■ **Aufgabenstellung**: Welche Zeilen im folgenden Material enthalten die Zeichenfolge „dining“? Führe jede dieser Zeilen wörtlich auf und beachte dabei die Groß- und Kleinschreibung.

■ **Material**:

------------------------------

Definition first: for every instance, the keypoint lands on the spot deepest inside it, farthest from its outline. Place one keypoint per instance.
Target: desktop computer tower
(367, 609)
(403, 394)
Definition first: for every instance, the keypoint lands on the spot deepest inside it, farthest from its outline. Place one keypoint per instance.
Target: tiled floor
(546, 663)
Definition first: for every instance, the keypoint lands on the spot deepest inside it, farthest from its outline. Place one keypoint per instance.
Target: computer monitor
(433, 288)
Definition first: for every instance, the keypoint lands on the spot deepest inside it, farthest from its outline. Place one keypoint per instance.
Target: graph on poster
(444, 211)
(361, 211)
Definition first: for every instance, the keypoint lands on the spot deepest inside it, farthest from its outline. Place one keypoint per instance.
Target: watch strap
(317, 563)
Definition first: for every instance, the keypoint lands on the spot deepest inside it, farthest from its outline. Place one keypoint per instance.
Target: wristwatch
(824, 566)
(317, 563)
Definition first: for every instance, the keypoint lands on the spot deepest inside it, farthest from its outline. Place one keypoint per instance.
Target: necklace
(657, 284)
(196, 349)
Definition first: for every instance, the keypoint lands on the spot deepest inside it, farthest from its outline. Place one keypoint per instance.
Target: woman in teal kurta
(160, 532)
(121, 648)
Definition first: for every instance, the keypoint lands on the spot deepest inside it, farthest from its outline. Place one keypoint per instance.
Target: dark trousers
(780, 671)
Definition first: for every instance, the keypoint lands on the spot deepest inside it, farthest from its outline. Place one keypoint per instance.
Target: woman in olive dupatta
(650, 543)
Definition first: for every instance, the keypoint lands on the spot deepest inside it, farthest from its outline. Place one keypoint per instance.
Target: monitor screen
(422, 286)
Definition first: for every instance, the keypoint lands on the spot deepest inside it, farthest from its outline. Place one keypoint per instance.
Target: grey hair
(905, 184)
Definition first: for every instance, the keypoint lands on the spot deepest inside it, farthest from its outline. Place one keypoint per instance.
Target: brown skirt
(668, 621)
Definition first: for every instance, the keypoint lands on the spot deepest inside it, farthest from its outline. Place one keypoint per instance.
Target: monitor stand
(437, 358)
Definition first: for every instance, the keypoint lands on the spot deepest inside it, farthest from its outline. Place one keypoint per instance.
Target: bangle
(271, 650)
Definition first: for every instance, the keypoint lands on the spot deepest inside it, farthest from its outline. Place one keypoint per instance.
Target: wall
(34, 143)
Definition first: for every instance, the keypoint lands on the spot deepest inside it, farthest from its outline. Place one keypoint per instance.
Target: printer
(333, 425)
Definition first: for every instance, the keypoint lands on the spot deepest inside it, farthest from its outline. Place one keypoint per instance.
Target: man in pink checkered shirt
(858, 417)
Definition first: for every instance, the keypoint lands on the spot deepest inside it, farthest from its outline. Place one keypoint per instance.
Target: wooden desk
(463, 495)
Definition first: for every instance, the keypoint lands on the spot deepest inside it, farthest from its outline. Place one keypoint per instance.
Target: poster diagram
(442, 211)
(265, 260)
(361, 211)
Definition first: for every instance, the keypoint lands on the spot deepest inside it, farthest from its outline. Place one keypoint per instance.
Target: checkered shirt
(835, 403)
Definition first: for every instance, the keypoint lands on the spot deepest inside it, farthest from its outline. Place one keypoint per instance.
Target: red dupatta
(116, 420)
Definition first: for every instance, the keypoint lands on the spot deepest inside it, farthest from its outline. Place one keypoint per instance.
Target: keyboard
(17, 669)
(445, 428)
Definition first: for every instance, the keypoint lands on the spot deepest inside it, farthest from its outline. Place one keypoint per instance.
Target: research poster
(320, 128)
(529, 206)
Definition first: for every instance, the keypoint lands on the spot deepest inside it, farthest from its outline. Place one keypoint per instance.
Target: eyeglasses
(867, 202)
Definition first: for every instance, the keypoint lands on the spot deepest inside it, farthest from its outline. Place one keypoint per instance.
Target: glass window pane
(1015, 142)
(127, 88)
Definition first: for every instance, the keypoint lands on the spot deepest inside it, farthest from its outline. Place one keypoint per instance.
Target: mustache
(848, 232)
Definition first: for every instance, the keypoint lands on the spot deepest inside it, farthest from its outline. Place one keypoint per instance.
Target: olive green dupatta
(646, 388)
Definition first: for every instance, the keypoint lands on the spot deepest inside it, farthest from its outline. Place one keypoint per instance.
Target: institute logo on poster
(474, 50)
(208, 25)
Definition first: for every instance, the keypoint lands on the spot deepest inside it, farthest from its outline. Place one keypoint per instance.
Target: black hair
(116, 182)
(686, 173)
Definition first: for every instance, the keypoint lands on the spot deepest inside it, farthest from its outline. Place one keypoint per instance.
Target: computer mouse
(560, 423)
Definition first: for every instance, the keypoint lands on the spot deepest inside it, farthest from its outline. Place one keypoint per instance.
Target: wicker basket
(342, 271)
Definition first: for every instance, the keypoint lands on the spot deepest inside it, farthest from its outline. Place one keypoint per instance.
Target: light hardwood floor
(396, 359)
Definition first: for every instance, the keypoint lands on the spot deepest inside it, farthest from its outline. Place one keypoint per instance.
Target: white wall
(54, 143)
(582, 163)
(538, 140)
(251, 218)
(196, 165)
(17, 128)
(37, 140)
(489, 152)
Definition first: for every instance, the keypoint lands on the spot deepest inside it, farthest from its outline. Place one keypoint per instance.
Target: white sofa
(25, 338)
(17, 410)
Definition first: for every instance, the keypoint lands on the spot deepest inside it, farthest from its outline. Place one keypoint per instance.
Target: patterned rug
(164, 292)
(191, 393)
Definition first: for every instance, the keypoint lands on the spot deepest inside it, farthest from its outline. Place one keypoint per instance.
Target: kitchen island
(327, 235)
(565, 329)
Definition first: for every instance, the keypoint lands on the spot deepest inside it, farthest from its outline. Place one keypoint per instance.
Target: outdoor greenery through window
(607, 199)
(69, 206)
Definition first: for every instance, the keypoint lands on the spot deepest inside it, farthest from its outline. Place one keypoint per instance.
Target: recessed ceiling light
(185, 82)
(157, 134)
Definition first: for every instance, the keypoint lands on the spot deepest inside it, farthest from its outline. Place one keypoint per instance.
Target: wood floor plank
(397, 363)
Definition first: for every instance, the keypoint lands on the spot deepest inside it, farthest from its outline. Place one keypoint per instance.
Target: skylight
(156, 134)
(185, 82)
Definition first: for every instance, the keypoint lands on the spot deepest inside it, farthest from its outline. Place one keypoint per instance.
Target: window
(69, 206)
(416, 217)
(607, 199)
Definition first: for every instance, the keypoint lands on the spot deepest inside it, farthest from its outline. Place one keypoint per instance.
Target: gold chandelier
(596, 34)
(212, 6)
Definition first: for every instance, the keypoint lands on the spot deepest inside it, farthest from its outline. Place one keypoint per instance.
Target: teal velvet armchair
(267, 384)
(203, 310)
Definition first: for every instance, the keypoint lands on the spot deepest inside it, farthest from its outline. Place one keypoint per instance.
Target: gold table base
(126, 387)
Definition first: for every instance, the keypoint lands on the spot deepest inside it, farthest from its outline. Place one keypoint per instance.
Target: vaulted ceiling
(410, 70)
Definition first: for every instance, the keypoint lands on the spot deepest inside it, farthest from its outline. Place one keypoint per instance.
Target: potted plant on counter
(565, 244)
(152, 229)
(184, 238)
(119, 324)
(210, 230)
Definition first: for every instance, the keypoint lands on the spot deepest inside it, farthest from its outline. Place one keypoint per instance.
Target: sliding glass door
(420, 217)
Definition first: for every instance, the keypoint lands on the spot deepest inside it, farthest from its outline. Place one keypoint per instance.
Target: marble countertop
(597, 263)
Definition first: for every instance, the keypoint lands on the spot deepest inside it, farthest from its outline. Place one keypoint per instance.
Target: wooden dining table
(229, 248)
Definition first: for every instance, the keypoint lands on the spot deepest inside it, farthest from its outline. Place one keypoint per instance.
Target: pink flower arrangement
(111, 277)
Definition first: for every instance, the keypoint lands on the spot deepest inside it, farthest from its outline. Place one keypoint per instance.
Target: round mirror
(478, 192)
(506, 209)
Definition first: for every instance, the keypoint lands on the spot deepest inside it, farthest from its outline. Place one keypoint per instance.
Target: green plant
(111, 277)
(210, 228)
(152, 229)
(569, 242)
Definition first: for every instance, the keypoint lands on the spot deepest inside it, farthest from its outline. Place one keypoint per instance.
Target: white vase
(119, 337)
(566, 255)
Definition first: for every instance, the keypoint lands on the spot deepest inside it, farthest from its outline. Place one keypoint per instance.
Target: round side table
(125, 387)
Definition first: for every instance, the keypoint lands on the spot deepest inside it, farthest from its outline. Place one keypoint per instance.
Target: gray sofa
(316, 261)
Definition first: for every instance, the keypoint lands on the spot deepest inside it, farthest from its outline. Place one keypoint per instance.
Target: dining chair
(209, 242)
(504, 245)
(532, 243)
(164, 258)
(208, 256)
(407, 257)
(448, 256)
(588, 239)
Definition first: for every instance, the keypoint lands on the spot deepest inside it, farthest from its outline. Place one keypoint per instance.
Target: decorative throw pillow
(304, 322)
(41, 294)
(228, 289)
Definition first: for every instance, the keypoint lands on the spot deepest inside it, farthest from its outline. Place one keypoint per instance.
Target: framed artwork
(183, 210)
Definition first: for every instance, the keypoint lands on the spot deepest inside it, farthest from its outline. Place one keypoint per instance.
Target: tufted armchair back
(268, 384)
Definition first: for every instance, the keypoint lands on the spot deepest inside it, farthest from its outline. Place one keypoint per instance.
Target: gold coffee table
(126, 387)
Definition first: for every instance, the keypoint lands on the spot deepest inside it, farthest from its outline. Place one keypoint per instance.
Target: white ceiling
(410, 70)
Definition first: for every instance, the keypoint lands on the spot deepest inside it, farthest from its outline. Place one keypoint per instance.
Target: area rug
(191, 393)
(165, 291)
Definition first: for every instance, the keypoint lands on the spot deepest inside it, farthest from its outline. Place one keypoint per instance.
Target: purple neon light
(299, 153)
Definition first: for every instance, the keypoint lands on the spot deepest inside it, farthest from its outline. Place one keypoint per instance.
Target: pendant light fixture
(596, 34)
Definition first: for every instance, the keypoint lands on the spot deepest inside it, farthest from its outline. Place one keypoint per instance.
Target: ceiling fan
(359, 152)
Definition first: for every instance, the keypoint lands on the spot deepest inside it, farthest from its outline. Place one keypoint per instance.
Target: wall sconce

------------------------------

■ **Ergebnis**:
Target: wooden dining table
Target: dining chair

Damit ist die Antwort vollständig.